-- SET PROBLEM A --
Please reproduce the rows from the line containing "Please inspect the image and mark the short" up to and including the line containing "[690,656,731,691]", keeping every character unchanged and leaving out all other rows.

** begin EXCERPT **

# Rosemary haunt 2012



## Hauntmaster1 (Jan 16, 2012)

I'm a noob on here
















Starting my yard haunt construction in Cleveland Ohio.


----------



## Hauntmaster1 (Jan 16, 2012)

And I do apologize for my pics being sideways. They aren't like that in my photos... Any suggestions


----------



## Hauntmaster1 (Jan 16, 2012)

There we go


----------



## The Rotten Pumpkin (Mar 28, 2010)

Looks awesome, welcome to the forum!!!


----------



## Hairazor (Mar 13, 2012)

Sweet!


----------



## Eric Striffler (May 6, 2006)

Simple but different. I like it!


----------



## RoxyBlue (Oct 6, 2008)

I love it - it's cute


----------



## Hauntmaster1 (Jan 16, 2012)

Thanks guys. I'm far from done. Just new to the neighborhood and wanted to let the neighbors know what's coming. I have part of my pvc fence up now. I have 5 animated props I've built that will be out there. Hopefully I'll finish my Casa fear groundbreaker to have out halloween night. More pics to come!


----------



## Palmdale Haunter (Mar 3, 2012)

Looking great!I live the "construction" idea... Welcome to the Forum...


----------



## scarrycher (May 30, 2012)

** end EXCERPT **
** begin RECORDS SUPPLIED **

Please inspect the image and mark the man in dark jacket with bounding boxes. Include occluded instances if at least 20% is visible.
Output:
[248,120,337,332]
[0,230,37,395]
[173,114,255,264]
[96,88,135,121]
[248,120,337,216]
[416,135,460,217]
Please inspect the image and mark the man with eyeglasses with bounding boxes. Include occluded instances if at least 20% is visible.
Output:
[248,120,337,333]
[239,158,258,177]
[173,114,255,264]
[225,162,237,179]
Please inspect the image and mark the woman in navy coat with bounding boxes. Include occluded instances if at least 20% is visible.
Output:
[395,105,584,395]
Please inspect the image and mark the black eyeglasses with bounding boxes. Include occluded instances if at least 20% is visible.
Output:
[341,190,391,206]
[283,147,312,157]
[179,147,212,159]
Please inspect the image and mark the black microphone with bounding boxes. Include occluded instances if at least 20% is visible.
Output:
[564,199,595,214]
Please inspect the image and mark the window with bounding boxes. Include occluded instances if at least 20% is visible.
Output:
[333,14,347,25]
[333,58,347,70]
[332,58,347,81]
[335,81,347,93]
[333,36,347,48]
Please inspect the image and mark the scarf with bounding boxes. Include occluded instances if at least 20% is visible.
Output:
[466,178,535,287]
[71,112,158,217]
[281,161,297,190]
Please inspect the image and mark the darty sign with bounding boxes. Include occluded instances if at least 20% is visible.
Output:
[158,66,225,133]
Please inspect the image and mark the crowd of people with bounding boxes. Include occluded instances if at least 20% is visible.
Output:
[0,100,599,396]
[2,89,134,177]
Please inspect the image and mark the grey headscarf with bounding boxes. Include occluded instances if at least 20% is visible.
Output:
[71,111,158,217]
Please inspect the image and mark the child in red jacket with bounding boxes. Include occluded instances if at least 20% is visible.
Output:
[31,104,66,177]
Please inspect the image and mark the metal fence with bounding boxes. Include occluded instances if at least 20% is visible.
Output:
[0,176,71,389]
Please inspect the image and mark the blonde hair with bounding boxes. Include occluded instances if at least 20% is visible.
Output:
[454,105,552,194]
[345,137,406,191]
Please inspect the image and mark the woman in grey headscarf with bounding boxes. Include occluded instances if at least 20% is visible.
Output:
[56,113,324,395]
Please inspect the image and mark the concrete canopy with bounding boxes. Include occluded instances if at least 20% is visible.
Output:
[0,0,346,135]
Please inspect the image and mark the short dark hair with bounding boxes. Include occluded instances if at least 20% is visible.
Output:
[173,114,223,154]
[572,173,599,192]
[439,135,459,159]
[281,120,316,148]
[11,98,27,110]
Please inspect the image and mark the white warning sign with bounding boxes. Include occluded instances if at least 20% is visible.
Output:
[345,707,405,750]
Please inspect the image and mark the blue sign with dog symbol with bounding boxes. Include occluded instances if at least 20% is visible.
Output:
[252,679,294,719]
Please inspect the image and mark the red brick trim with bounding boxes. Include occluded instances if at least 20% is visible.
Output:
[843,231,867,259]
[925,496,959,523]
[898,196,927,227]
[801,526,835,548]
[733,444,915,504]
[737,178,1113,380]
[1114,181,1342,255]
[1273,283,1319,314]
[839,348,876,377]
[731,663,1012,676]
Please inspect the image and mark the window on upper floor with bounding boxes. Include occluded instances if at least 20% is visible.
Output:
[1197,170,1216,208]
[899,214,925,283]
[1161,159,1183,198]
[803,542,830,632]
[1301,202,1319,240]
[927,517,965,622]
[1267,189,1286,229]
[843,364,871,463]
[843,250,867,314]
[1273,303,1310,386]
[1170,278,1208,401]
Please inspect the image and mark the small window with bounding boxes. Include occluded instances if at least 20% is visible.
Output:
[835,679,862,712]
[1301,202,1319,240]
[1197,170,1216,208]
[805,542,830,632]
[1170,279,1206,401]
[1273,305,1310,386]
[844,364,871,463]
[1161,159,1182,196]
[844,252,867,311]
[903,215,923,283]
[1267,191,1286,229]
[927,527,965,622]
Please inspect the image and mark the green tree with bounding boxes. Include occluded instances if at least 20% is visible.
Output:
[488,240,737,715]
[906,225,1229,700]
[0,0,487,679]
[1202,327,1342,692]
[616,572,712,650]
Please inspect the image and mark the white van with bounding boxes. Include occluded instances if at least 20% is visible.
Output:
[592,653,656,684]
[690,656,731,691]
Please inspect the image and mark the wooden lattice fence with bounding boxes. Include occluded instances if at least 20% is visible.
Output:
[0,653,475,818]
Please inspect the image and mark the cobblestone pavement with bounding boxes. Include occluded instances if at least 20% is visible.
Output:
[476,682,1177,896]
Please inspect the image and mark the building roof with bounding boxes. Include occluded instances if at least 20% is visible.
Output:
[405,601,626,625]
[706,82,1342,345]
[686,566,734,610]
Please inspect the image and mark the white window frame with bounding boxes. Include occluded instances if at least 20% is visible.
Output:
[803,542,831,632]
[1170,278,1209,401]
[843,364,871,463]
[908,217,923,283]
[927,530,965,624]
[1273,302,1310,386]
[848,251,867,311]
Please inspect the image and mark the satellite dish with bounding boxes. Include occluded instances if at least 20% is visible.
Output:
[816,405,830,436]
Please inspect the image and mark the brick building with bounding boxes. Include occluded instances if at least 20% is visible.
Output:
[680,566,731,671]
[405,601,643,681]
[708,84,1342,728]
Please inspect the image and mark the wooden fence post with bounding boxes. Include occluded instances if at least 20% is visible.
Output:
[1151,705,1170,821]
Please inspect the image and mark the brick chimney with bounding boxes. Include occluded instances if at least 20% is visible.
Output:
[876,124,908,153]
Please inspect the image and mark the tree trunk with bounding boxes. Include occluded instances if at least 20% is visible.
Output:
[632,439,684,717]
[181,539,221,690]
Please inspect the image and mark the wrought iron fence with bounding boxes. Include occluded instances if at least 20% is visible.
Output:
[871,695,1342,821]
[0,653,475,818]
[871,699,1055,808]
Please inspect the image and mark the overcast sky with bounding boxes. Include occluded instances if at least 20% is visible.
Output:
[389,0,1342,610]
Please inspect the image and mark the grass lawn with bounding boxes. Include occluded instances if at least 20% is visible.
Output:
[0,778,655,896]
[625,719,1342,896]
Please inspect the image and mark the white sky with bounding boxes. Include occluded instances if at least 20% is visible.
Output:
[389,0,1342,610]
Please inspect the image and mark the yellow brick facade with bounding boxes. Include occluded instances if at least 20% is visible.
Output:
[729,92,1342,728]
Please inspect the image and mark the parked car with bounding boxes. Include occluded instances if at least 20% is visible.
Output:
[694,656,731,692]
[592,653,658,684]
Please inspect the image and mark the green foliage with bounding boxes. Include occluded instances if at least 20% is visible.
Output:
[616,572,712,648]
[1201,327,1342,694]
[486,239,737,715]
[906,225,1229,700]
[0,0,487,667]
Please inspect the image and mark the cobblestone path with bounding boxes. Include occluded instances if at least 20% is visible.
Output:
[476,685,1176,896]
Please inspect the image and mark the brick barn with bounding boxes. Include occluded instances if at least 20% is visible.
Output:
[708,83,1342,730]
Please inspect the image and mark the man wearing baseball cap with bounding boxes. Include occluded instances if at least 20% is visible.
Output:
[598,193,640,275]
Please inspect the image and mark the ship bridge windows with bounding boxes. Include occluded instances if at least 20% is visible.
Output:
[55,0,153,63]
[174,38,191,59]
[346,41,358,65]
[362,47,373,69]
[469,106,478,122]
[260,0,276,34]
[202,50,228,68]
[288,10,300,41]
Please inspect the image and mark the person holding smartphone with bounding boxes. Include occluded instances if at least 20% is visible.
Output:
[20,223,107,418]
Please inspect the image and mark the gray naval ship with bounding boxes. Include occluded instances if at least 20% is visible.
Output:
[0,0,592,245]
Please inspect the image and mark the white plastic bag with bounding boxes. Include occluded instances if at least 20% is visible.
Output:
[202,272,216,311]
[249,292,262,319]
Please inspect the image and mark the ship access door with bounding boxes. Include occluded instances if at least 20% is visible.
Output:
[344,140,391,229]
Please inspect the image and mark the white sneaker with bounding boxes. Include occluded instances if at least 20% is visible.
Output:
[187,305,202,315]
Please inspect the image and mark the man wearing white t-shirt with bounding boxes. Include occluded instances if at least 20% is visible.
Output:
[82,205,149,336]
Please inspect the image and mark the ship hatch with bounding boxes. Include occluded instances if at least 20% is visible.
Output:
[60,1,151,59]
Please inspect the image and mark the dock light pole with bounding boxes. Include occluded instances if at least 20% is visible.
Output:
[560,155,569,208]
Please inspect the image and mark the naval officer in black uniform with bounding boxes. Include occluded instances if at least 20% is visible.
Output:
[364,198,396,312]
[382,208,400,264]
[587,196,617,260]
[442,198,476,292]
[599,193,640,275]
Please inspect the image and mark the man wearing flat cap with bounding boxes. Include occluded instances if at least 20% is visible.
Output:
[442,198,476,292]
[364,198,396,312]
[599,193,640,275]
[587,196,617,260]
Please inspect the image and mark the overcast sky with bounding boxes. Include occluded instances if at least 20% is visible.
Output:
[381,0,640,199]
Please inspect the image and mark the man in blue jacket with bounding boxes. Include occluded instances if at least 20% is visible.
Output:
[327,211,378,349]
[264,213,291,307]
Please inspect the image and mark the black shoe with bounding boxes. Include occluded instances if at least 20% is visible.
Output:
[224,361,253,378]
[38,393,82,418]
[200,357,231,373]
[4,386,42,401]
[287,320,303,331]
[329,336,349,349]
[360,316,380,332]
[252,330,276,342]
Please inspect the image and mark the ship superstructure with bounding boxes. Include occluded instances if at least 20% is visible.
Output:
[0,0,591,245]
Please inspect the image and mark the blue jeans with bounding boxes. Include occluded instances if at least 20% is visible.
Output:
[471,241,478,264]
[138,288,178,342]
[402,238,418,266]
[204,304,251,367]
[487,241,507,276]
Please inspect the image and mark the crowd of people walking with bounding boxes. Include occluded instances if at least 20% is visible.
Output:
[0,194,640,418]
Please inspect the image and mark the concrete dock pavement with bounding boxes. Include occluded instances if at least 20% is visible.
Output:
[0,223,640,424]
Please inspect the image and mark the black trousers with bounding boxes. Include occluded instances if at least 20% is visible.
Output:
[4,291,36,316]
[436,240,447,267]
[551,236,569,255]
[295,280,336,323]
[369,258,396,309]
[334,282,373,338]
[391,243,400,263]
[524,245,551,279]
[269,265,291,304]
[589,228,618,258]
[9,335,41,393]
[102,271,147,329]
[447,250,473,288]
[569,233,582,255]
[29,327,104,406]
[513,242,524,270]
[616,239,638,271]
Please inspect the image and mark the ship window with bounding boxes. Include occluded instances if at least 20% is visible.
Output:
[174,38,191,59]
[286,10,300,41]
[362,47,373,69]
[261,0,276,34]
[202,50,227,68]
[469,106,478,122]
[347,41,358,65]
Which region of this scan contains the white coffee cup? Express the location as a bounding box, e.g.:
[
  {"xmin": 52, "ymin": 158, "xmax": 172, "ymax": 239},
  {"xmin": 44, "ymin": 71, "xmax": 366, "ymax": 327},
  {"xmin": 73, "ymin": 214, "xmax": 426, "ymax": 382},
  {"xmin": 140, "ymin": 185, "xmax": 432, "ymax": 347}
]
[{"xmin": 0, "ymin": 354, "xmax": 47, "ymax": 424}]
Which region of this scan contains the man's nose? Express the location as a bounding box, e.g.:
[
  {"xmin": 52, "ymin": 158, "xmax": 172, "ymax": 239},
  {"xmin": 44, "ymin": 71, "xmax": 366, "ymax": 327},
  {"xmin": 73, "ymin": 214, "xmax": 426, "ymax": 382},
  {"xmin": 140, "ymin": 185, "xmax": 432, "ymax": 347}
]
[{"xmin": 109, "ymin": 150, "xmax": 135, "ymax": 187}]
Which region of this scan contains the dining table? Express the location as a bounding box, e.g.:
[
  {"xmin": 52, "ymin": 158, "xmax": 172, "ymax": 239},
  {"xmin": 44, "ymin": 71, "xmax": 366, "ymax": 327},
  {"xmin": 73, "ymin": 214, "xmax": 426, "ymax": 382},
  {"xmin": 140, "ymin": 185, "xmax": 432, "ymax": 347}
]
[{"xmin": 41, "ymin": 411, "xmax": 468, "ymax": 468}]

** end RECORDS SUPPLIED **

-- SET PROBLEM B --
Decide whether each statement below agrees with the thread, answering yes or no and quoting the words of the thread that decide it. (i) Hauntmaster1 has built five animated props for the haunt. (ii) Hauntmaster1 has the entire pvc fence up. (iii) The yard haunt is being built in Cleveland Ohio.

-- TASK OUTPUT A --
Please inspect the image and mark the short dark hair with bounding boxes. Include occluded instances if at least 20% is visible.
Output:
[173,114,223,154]
[572,173,599,192]
[439,135,459,159]
[281,120,316,148]
[11,98,27,110]
Please inspect the image and mark the white warning sign with bounding boxes. Include occluded instances if at least 20% is visible.
Output:
[345,707,405,750]
Please inspect the image and mark the blue sign with dog symbol with bounding boxes. Include occluded instances if at least 20% is visible.
Output:
[252,679,294,719]
Please inspect the image and mark the red brick trim with bounding boxes. Include occluded instances if at least 20% is visible.
Output:
[843,231,867,259]
[925,496,959,523]
[898,196,927,227]
[801,526,835,548]
[733,444,915,504]
[737,178,1113,380]
[1114,181,1342,255]
[1273,283,1319,314]
[839,348,876,377]
[731,663,1012,676]
Please inspect the image and mark the window on upper floor with bounding boxes. Include occluded instances if at least 20% is visible.
Output:
[1197,170,1216,208]
[899,214,925,283]
[1161,159,1183,198]
[803,542,830,632]
[1301,202,1319,240]
[927,517,965,622]
[1267,189,1286,229]
[843,364,871,463]
[843,250,867,314]
[1273,303,1310,386]
[1170,278,1208,401]
Please inspect the image and mark the small window with bounding boxes. Include occluded instances if at least 20% is visible.
Output:
[835,679,862,712]
[1301,202,1319,240]
[1197,170,1216,208]
[805,542,830,632]
[1170,279,1206,401]
[1273,305,1310,386]
[844,364,871,463]
[1161,159,1182,196]
[844,252,867,311]
[903,215,923,283]
[1267,191,1286,229]
[927,527,965,622]
Please inspect the image and mark the green tree with bounding boxes. Include occluded instances if at least 20% is visible.
Output:
[488,240,737,715]
[906,225,1229,700]
[0,0,487,679]
[1202,327,1342,692]
[616,572,712,650]
Please inspect the image and mark the white van with bounding boxes. Include occluded instances if at least 20% is visible.
Output:
[592,653,656,684]
[690,656,731,691]

-- TASK OUTPUT B --
(i) Yes: "I have 5 animated props I've built that will be out there."
(ii) No: "I have part of my pvc fence up now."
(iii) Yes: "Starting my yard haunt construction in Cleveland Ohio."